Begin Source excerpt
Why I am Leaving Librarianship

I’ve been putting off writing this post for ages because, in all honesty, I’m a little bit heartbroken about having to make it official.

I’m leaving librarianship at the end of this academic year, after less than two years. I currently work as an Assistant School Librarian and I absolutely adore my job, my colleagues and the kids that I work with. I think that Librarians are some of the best people in the universe and I’ve learned so much. So, why am I leaving? There isn’t one reason alone. There is a large part of me that wishes it was not so, or that I didn’t feel that it almost has to be so; however, an equally large part of me is super excited about this new adventure.

I am leaving to train as a primary school teacher. I will be training on the School Direct scheme in the school I am currently working in, an Academy in Manchester with both a Primary and a Secondary phase. In the Library I have predominantly worked with secondary and 6th form kids, but the primary children often have Library sessions and I’ve done quite a lot of work with them too. Knowing the primary teachers and kids already, I know that I’ll be in safe hands next year, and I feel like I have a good grounding and a solid base to work from. Another way of describing my feelings would be to say: I know it’ll be tough, but I’m ready for the challenge.
End Source excerpt
Begin Dataset rows
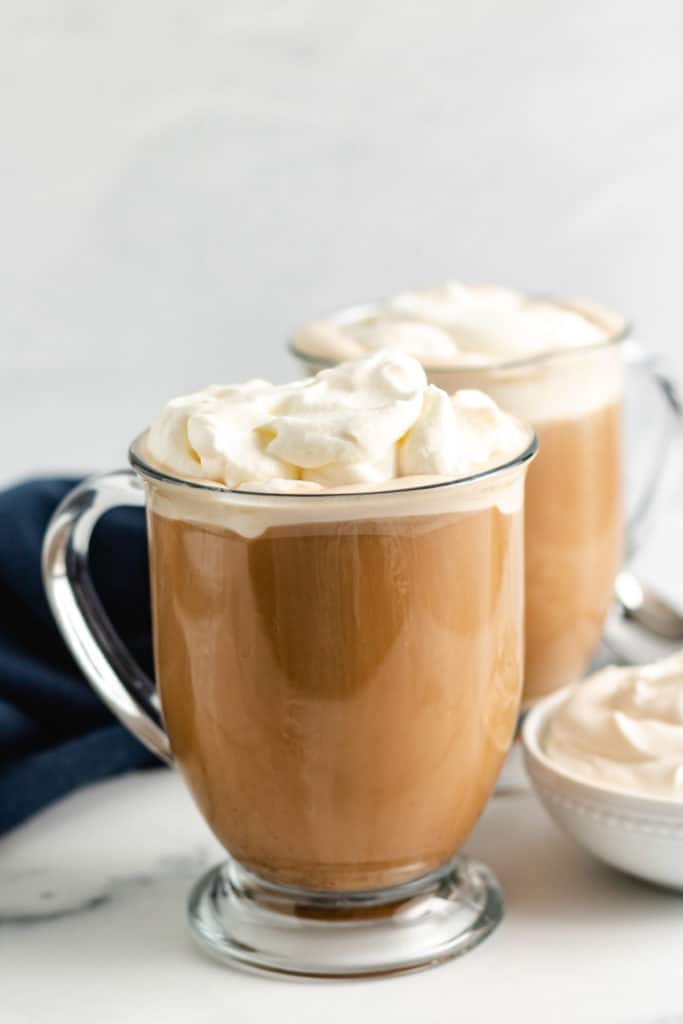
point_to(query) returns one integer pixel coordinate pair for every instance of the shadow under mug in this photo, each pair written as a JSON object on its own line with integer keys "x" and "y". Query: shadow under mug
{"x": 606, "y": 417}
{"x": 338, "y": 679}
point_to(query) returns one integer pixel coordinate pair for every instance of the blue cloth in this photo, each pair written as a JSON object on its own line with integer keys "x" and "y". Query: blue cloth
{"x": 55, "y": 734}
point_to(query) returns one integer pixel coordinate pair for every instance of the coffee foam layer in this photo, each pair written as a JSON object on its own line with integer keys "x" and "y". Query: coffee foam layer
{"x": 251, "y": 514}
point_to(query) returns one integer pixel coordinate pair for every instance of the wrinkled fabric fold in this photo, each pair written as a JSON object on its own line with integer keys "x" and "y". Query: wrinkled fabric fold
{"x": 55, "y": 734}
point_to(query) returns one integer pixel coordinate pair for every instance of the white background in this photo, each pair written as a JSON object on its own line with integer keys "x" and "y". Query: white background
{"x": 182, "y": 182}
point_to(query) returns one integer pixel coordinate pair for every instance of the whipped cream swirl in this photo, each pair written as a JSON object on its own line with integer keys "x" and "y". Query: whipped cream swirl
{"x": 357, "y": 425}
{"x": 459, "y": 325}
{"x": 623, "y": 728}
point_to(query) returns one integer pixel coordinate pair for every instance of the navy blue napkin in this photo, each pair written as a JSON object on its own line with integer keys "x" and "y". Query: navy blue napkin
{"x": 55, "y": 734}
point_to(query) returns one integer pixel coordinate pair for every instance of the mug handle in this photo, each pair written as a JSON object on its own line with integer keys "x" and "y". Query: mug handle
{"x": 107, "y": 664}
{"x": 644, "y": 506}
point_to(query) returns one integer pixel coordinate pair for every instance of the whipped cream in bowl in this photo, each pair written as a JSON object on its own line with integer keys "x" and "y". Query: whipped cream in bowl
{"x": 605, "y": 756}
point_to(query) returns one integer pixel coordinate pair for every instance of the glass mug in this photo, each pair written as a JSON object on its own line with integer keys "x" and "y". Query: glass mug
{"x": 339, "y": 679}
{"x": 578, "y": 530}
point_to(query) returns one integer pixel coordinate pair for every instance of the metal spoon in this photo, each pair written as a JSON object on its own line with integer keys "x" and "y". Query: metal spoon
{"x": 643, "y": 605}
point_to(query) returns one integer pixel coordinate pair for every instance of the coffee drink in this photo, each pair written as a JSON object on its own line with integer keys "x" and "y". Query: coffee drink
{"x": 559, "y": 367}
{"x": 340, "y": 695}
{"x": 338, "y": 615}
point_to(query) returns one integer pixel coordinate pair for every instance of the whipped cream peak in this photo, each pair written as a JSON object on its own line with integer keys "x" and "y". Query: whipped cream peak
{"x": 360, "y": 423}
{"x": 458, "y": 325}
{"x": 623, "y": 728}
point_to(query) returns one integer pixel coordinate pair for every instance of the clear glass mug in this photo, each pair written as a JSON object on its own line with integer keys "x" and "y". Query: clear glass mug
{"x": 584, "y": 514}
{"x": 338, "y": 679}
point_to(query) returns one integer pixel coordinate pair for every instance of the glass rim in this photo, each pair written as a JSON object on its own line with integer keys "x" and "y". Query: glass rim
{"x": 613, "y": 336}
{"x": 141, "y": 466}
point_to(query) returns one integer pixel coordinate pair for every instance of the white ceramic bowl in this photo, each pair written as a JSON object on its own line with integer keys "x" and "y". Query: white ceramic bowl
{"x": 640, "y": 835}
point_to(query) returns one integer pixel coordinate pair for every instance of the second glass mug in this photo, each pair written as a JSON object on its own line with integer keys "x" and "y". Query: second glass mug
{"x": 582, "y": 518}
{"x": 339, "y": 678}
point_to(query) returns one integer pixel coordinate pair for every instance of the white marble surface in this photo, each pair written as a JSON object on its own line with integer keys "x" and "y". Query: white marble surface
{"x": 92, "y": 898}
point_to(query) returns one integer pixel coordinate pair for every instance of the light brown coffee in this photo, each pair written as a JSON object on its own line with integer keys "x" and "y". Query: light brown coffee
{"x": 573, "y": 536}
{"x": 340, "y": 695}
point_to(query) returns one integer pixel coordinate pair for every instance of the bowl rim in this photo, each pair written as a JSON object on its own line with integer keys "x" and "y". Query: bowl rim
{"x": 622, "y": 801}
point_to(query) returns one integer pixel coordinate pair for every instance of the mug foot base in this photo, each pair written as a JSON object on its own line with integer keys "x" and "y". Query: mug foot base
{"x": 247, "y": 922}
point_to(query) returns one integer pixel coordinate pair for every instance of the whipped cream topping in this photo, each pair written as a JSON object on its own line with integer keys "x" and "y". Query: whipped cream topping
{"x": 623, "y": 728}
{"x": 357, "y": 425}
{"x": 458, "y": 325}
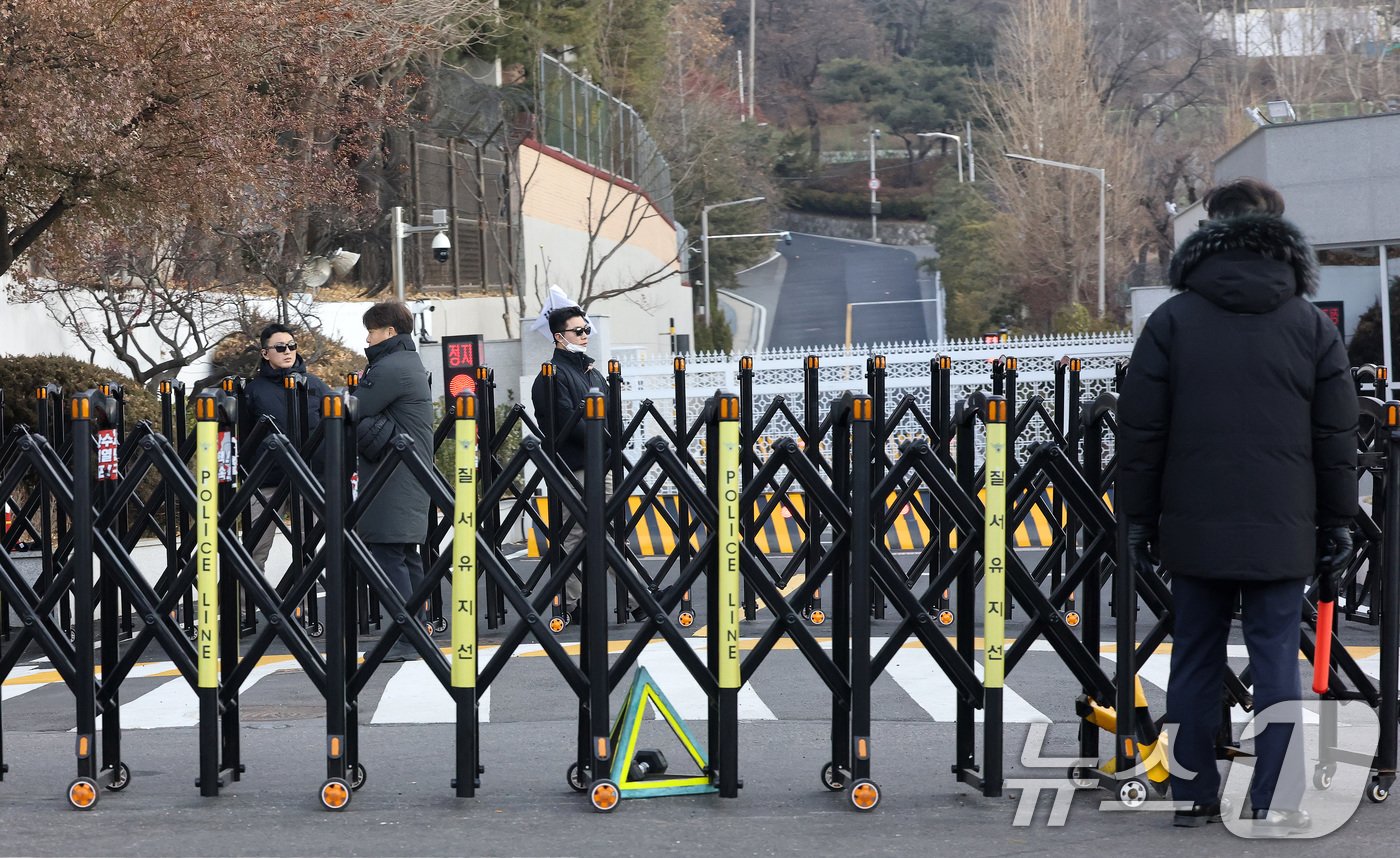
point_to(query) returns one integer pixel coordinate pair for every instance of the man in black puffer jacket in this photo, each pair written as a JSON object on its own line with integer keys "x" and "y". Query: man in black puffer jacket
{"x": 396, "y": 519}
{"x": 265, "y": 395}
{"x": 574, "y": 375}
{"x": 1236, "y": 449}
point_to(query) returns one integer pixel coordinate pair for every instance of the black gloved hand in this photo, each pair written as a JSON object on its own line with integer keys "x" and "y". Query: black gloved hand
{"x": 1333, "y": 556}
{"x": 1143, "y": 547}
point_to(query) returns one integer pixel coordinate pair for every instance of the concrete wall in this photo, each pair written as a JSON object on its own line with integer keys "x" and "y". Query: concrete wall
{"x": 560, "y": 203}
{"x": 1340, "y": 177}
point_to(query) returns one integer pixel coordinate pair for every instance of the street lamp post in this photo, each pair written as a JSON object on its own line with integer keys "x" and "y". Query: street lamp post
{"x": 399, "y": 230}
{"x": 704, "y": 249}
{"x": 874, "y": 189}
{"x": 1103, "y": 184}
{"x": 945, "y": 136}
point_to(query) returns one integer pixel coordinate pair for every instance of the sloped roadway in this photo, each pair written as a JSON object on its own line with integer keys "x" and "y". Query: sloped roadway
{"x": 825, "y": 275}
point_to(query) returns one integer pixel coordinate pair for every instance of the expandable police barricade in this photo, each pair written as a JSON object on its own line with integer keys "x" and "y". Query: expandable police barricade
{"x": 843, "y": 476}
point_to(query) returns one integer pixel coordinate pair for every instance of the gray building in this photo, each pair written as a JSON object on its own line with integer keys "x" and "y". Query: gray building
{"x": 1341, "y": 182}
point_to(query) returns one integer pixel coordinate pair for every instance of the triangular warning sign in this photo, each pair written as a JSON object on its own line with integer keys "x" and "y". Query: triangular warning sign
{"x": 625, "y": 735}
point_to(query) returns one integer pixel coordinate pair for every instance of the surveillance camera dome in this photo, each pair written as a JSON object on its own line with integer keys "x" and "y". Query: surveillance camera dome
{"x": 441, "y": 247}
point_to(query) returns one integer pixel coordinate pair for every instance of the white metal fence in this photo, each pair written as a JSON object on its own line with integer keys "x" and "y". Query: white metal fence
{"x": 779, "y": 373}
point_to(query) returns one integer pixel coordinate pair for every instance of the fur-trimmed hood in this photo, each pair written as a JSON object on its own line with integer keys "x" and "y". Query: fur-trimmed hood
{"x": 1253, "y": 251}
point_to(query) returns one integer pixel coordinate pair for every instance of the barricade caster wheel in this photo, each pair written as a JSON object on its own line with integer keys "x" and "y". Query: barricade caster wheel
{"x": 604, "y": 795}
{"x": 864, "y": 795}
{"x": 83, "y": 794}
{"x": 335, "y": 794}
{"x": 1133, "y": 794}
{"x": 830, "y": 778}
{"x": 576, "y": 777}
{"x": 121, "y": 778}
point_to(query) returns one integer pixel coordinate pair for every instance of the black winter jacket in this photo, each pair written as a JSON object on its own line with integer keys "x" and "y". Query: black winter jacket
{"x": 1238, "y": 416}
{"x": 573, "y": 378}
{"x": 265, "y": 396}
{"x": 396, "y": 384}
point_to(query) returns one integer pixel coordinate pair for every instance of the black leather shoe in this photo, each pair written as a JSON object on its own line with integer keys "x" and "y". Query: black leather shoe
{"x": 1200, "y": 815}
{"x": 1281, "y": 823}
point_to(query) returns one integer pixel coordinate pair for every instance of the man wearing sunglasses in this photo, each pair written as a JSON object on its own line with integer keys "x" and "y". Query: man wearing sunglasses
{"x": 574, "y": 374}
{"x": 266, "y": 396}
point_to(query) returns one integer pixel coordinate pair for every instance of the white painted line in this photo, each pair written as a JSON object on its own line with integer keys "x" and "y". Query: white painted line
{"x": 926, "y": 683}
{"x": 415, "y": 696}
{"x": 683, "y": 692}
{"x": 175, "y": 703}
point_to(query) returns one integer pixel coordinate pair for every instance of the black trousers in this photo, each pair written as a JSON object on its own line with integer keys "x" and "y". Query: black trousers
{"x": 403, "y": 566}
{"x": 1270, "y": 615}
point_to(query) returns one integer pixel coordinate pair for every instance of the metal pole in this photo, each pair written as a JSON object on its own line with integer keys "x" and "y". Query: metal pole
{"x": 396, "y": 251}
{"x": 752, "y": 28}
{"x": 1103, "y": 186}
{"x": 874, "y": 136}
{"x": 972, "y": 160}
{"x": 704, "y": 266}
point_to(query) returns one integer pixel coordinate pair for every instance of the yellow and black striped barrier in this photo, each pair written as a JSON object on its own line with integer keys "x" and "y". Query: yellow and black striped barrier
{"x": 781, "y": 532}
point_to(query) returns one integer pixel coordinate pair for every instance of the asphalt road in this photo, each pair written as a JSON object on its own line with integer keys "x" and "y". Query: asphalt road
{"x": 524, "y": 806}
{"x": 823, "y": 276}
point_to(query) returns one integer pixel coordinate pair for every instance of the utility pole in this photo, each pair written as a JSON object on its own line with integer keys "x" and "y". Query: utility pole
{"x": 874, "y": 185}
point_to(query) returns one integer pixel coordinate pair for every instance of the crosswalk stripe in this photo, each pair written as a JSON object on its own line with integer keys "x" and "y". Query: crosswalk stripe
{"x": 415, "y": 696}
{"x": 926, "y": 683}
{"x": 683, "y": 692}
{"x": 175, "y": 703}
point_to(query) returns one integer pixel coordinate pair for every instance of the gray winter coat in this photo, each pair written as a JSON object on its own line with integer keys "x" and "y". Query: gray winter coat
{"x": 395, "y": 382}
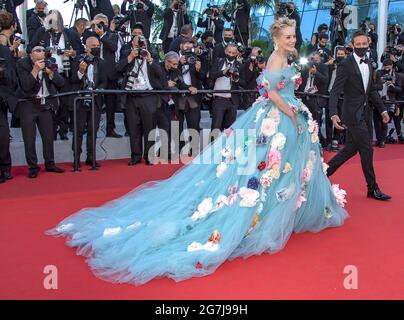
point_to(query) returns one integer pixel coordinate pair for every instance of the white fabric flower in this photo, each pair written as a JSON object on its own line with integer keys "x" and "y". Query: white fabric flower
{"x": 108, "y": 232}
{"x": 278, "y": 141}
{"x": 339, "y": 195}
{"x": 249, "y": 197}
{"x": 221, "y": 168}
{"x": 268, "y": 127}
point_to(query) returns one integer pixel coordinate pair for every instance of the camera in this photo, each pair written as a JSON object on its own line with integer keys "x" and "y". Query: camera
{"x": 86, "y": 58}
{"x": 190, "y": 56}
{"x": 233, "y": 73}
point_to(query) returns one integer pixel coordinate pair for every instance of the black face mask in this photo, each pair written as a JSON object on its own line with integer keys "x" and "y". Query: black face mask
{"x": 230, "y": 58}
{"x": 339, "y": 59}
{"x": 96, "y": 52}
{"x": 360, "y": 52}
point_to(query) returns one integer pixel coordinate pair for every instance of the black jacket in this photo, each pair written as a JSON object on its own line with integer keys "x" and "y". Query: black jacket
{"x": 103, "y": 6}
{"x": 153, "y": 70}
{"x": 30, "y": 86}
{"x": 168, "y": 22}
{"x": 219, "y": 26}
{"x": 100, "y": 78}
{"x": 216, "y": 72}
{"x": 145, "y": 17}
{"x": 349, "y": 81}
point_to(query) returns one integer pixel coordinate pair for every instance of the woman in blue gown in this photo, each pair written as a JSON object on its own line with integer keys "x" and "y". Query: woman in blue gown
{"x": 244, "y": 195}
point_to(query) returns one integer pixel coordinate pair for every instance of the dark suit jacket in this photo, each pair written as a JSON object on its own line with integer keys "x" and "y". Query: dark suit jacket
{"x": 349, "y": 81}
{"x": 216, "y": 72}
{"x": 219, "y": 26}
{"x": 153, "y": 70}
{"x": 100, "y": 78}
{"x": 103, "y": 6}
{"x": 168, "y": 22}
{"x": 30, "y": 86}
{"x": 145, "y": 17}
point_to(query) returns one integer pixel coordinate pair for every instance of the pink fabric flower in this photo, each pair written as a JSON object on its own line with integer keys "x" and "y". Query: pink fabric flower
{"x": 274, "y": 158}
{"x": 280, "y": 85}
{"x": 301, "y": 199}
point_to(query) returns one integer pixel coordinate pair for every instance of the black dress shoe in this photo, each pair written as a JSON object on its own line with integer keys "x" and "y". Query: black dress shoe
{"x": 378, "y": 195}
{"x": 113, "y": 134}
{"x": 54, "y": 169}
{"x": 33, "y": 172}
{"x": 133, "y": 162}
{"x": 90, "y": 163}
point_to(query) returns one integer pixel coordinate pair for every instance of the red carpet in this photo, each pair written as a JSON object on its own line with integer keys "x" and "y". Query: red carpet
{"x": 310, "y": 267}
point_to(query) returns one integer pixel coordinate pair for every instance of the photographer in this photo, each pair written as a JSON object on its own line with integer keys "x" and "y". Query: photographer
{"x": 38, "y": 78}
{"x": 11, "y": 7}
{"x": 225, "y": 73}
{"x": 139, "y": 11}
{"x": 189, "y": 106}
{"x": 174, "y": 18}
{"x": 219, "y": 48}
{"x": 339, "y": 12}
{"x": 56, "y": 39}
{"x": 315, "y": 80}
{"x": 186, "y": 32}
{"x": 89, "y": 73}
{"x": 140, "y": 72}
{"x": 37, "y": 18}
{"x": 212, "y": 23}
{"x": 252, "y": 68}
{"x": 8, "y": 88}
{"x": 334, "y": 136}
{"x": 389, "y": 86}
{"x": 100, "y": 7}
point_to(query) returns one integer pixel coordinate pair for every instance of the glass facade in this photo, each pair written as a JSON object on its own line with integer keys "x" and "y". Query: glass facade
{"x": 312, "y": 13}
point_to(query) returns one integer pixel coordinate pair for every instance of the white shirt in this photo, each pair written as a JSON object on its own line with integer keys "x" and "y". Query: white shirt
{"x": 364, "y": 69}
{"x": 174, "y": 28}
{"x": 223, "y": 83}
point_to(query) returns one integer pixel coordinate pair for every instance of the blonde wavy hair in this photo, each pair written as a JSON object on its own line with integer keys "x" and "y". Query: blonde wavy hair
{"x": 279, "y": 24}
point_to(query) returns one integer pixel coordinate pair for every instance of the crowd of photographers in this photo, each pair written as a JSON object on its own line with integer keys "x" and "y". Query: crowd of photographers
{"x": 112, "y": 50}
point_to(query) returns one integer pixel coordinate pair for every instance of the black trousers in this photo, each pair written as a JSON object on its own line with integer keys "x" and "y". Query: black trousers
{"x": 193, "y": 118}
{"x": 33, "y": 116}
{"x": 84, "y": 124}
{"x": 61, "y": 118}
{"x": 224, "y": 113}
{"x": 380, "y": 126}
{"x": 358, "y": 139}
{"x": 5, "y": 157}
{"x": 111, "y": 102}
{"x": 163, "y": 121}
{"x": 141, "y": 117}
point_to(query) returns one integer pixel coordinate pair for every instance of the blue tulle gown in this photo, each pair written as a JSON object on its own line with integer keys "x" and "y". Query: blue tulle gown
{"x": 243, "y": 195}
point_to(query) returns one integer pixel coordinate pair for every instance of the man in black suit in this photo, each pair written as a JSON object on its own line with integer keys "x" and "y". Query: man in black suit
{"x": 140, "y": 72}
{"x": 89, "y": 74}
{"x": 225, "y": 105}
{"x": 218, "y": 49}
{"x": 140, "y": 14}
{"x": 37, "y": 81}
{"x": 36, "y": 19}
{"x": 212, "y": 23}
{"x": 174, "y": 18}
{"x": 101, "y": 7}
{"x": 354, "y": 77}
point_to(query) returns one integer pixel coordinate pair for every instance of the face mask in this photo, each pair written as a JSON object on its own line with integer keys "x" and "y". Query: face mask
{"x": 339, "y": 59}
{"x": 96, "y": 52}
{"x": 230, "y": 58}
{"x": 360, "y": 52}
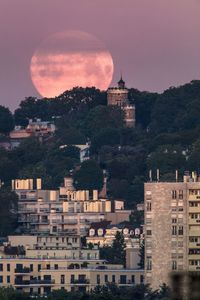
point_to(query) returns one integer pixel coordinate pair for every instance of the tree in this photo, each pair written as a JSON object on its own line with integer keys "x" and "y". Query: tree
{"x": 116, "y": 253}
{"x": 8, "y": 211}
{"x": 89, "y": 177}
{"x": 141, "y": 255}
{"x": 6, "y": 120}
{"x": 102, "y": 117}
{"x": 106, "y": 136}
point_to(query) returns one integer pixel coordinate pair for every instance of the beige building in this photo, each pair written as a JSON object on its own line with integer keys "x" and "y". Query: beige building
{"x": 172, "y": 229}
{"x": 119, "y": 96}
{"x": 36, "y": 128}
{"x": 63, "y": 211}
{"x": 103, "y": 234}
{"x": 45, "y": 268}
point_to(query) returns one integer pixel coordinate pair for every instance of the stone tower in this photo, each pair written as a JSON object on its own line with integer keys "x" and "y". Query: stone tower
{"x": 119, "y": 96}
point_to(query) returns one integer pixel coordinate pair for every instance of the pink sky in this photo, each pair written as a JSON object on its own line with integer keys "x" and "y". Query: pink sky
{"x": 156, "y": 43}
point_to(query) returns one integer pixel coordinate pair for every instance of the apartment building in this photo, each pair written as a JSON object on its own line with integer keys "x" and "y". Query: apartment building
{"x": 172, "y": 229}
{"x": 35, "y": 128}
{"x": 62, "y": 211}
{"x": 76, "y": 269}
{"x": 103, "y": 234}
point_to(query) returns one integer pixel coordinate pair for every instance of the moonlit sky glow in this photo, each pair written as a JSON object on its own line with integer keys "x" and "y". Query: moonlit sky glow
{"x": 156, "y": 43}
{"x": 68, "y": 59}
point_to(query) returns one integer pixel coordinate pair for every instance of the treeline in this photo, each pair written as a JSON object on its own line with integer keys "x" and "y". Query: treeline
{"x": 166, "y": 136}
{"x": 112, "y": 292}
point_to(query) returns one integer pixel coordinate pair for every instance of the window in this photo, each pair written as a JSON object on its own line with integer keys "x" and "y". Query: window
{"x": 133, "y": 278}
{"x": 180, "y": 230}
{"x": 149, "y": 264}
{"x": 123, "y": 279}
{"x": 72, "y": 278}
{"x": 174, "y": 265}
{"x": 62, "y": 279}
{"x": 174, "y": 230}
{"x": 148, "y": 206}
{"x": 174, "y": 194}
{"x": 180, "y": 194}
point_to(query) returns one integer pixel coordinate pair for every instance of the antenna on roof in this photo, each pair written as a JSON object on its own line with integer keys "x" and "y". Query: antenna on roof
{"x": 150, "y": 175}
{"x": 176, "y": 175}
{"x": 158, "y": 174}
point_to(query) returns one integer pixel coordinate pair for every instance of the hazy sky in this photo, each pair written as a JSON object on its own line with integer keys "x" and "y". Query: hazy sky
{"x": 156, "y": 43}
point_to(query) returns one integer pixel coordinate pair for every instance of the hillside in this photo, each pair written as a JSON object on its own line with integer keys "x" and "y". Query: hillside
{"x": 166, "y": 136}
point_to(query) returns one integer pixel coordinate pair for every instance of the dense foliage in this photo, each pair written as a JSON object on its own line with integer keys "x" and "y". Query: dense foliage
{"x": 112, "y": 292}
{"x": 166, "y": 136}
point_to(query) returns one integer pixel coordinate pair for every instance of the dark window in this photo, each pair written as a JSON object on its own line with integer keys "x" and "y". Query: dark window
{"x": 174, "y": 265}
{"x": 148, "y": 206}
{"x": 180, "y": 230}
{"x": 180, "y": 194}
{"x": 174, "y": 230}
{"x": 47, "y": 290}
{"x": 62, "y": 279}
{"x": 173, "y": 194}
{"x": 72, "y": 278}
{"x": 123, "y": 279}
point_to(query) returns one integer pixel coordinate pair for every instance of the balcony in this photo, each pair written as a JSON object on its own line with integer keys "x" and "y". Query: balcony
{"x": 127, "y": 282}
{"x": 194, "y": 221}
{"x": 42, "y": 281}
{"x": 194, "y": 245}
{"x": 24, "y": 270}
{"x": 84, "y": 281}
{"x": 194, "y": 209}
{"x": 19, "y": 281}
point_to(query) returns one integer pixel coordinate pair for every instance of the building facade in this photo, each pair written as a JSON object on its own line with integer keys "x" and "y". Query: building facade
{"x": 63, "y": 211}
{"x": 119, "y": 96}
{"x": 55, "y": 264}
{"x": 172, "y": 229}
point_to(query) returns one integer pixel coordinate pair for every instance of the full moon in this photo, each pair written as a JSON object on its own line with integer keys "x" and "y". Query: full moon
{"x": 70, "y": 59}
End Dataset rows
Copy out the post about leaving librarianship word for word, from its title to the last sentence.

Why I am Leaving Librarianship

I’ve been putting off writing this post for ages because, in all honesty, I’m a little bit heartbroken about having to make it official.

I’m leaving librarianship at the end of this academic year, after less than two years. I currently work as an Assistant School Librarian and I absolutely adore my job, my colleagues and the kids that I work with. I think that Librarians are some of the best people in the universe and I’ve learned so much. So, why am I leaving? There isn’t one reason alone. There is a large part of me that wishes it was not so, or that I didn’t feel that it almost has to be so; however, an equally large part of me is super excited about this new adventure.

I am leaving to train as a primary school teacher. I will be training on the School Direct scheme in the school I am currently working in, an Academy in Manchester with both a Primary and a Secondary phase. In the Library I have predominantly worked with secondary and 6th form kids, but the primary children often have Library sessions and I’ve done quite a lot of work with them too. Knowing the primary teachers and kids already, I know that I’ll be in safe hands next year, and I feel like I have a good grounding and a solid base to work from. Another way of describing my feelings would be to say: I know it’ll be tough, but I’m ready for the challenge.